When you return the data, keep every word exact and include none of the images.

[Dataset entries]

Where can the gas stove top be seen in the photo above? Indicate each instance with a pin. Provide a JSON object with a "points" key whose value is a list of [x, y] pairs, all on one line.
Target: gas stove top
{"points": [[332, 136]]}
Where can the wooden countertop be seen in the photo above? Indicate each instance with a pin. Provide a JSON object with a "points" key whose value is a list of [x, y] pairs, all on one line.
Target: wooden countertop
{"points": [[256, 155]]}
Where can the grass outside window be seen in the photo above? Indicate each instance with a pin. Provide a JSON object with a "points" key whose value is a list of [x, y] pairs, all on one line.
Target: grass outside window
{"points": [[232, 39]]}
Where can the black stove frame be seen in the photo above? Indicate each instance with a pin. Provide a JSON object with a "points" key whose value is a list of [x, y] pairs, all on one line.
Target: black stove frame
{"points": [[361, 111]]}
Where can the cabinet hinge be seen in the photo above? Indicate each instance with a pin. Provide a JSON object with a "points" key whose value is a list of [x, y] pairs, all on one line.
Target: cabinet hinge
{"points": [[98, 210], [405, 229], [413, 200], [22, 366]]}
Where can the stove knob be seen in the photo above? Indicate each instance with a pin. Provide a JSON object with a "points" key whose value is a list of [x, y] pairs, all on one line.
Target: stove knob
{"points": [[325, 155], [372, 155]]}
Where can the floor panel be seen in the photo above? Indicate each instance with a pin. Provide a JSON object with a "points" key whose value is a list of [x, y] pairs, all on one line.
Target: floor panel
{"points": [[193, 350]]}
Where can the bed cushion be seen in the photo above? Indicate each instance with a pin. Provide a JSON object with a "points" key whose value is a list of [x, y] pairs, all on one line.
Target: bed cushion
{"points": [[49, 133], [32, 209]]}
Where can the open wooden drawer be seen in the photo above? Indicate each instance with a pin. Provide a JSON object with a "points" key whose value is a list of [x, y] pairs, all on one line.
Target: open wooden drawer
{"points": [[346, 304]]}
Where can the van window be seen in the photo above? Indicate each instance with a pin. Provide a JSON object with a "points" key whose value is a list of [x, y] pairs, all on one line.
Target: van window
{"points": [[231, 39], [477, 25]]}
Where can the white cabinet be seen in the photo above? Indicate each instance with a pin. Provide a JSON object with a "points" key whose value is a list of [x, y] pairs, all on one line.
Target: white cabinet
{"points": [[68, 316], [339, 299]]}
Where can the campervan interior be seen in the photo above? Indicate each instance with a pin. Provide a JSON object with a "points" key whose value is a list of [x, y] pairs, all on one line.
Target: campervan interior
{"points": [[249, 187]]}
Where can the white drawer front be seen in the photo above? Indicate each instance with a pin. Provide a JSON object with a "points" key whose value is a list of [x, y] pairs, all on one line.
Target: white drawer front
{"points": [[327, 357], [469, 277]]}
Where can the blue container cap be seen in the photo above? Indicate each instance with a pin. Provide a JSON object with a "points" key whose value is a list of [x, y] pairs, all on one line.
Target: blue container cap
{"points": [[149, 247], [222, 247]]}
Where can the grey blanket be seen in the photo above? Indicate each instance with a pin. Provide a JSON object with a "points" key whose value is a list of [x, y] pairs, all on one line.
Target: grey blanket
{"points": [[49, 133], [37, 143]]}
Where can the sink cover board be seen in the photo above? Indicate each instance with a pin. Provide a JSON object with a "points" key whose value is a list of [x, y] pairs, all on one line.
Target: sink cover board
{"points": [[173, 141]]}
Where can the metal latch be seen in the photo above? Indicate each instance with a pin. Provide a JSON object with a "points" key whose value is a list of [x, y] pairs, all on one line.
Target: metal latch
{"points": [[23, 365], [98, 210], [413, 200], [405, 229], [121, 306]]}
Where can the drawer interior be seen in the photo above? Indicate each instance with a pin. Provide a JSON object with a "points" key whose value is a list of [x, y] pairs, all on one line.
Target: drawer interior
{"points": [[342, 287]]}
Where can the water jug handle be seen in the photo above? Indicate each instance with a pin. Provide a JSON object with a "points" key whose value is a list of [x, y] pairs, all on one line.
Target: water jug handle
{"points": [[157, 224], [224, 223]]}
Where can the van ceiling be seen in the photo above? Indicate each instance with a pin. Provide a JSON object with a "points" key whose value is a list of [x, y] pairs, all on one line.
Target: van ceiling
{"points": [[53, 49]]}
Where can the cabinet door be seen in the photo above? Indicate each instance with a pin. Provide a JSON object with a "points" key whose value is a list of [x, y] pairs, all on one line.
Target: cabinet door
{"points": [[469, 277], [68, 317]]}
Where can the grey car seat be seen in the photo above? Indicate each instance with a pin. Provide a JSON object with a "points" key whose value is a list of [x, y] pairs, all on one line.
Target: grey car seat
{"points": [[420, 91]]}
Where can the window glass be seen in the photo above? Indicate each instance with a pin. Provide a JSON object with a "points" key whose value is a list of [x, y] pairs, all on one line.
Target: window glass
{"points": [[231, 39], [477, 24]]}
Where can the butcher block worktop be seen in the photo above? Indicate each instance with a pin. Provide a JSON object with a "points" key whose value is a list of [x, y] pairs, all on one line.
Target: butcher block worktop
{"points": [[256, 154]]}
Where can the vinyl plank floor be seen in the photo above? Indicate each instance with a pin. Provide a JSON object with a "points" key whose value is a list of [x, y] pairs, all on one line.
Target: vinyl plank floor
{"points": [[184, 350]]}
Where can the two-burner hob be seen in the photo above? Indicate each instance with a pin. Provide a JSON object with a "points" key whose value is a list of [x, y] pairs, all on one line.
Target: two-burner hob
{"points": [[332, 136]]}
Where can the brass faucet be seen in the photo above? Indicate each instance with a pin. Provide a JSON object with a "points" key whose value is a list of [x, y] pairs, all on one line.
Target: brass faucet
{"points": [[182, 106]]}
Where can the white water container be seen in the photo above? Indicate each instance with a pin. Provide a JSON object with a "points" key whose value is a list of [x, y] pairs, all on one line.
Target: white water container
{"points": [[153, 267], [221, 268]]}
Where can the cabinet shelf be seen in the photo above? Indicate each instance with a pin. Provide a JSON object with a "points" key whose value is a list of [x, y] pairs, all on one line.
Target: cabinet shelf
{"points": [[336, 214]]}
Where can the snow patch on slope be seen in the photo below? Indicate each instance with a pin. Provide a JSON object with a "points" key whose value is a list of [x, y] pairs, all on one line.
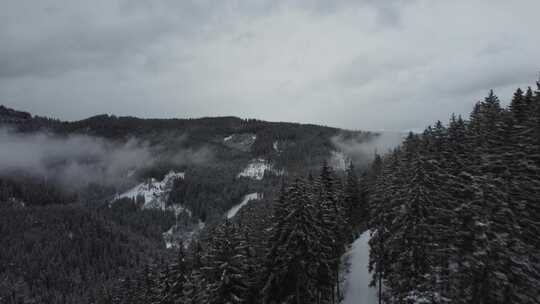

[/Dataset entries]

* [Response to the task]:
Where can the gas stove top be seen in the photo above? Indicate each instance with a pin. Provide a JSON object with a "points" key whose value is a list of [x, y] pairs, all on one line.
Target: gas stove top
{"points": [[332, 136]]}
Where can the wooden countertop be seen in the photo above? Indicate each instance with a pin. Provide a JSON object with a "points" key whose value is a list of [x, y] pairs, all on one line.
Target: wooden countertop
{"points": [[256, 155]]}
Where can the grass outside window be seen in the photo above? Indicate each instance with a pin. Provide a JSON object with a "points" key whose value is a list of [x, y] pairs, all on one line.
Target: grass outside window
{"points": [[232, 39]]}
Where can the black stove frame be seen in the photo above? Indicate each instance with a pin. Provide a JSON object with a "points" key whose value is a list of [x, y] pairs, all on one line.
Target: black stove frame
{"points": [[361, 111]]}
Where can the cabinet hinge be seen in the photo above? Indicate each instance with a pin. Provide a JSON object with a "points" key whose value is a list of [x, y] pairs, all on one line.
Target: cabinet hinge
{"points": [[98, 210], [405, 229], [413, 200], [22, 366]]}
Where can the stove knob be seen in the photo above? Indicate each instance with a pin. Provide a JSON object with a "points" key whose value is a list of [x, y] pairs, all on one line.
Target: stove knob
{"points": [[325, 155], [372, 155]]}
Where can the floor panel be seen in the photo above? Indicate each instance with a pin. Provide a JSON object with a "points" key whose value is a list of [x, y] pairs, all on one line.
Target: floor panel
{"points": [[193, 350]]}
Where can the bed cushion be seen in the photo above? Indicate each instance with a pin. Provide a JSON object with a "points" key whose value is a list of [x, y] pairs, all on one line.
Target: bed cushion
{"points": [[49, 133], [32, 209]]}
Where can the open wooden drawer be seen in the photo above? Indicate each instance with a pin. Provide a JSON object with a "points" key whose value is a list of [x, y] pairs, all on one line.
Target: open wooden drawer
{"points": [[346, 304]]}
Where can the van window be seen in the photo above? Indicate each instance with a pin. Provide a JSON object with a "points" key whose value is a list of [x, y] pairs, all on one line.
Target: van window
{"points": [[231, 39], [477, 25]]}
Where can the white cabinet be seen in the photo above? Indicate each instance with a pin. Provide a JSON object with a "points" key whose value is a list of [x, y] pairs, all on one line.
Target: white cabinet
{"points": [[68, 316], [339, 299]]}
Where can the campervan interior be seen in the photo above? Indicate each instance with a pin. Provide a JSON object with a "points" key whose value is a list of [x, y] pairs, all on one line.
Target: campervan interior
{"points": [[249, 187]]}
Where can the white drawer front be seen in the photo above? Indicate each instance with a pin. Provide a JSON object with a "points" key whose value is a list of [x, y] pairs, all on one line.
Target: white drawer front
{"points": [[327, 357], [469, 277]]}
Where can the blue container cap be seen in the photo above? Indicate each instance with a pin. Provide a JSON object with a "points" key whose value is a list of [x, y] pairs, all on one line.
Target: blue container cap
{"points": [[149, 247], [222, 247]]}
Where can the grey blanket be seen in the photo above? Indicate each instance with a pin. Provide a JSON object with a "points" key whose value is a list of [x, y] pairs, all on one line.
Target: grey blanket
{"points": [[49, 133], [37, 143]]}
Where can the sink cover board be seen in the photo above? Indicate each instance with a pin. Provide a JSON object with a "points" key whose value is a list of [x, y] pairs, all on one line.
Target: sink cover board
{"points": [[173, 141]]}
Where can the metal latch be seen in the photo above? Indicate each instance with a pin. Provide a JSON object with a "points" key whose value is a list of [x, y] pairs, all on one line.
Target: metal latch
{"points": [[23, 365], [98, 210], [413, 200], [405, 229], [121, 306]]}
Where can the drawer interior be seen in the photo above? Indicate each instance with a pin. Provide a JSON object with a "points" key whose value is a list of [x, y] pairs, all on one line.
Target: drawer interior
{"points": [[342, 287]]}
Where can the water jug handle be seen in the photo above? Indicate each instance with a pin. Provide a JSON object with a "points" key whose value is a list of [x, y] pairs, all on one line.
Target: water jug handle
{"points": [[157, 224], [224, 223]]}
Where can the van ceiling be seen in the photo above? Indicate each instance with a pin. Provide a JSON object with a "points" key whose value is a list of [x, y] pairs, all on one line.
Target: van ceiling
{"points": [[53, 49]]}
Where can the cabinet door be seen in the photo above? Indicate each instance with a pin. Provide a JSON object with a "points" key whose value is a list of [x, y] pairs, all on one line.
Target: cabinet door
{"points": [[469, 277], [68, 317]]}
Where can the grey car seat be seen in the photo above? Indicate each instance with a pin. Provide a JSON object with a "points" key whose value is a list of [x, y] pairs, all on one line.
Target: grey car seat
{"points": [[420, 91]]}
Where can the window glass be seen in the photo above? Indicate each instance with a pin. Provide a JSON object with a "points" key whose value is a list of [x, y] pairs, all on one line.
Target: window glass
{"points": [[231, 39], [477, 24]]}
Where can the butcher block worktop be seen in the photo above? Indicate each instance with a pin. Provide a JSON object with a "points" key whose value is a list of [x, y] pairs, all on one line.
Target: butcher block worktop
{"points": [[256, 154]]}
Where can the vinyl plank floor be seen in the photo above? Indicate each instance with a pin. Provide a JSON object with a "points" key whose value is a list of [x, y] pairs, all on one line.
Target: vinyl plank floor
{"points": [[184, 350]]}
Where can the two-burner hob be seen in the photo above? Indicate each instance with a pin. Provide a JSON object with a "points" key whose value is a list of [x, y] pairs, all on one line.
Target: two-burner hob
{"points": [[332, 136]]}
Where can the brass faucet be seen in the photo above? Indicate each instance with a pin. Provide a JSON object with a "points" key whose value is a list of [x, y] pairs, all on one line.
Target: brass faucet
{"points": [[182, 106]]}
Where can the white water container be seen in the photo above? Indicate each instance with a pin. Provide a JSON object with a "points" key whose value is a list of [x, y] pairs, all on one line.
Target: white water container
{"points": [[153, 267], [221, 268]]}
Where can the cabinet shelf be seen in the photo above? Indicate each instance with a pin. Provide a JSON object with a "points" key whose value is a list of [x, y] pairs, all on one line.
Target: cabinet shelf
{"points": [[336, 214]]}
Where can the snow patch on slope be seen in the photo below? Indicate each instance with a pin. Provide a JSON object with a "points" key whose value is a list of [x, y] pairs, all on one line.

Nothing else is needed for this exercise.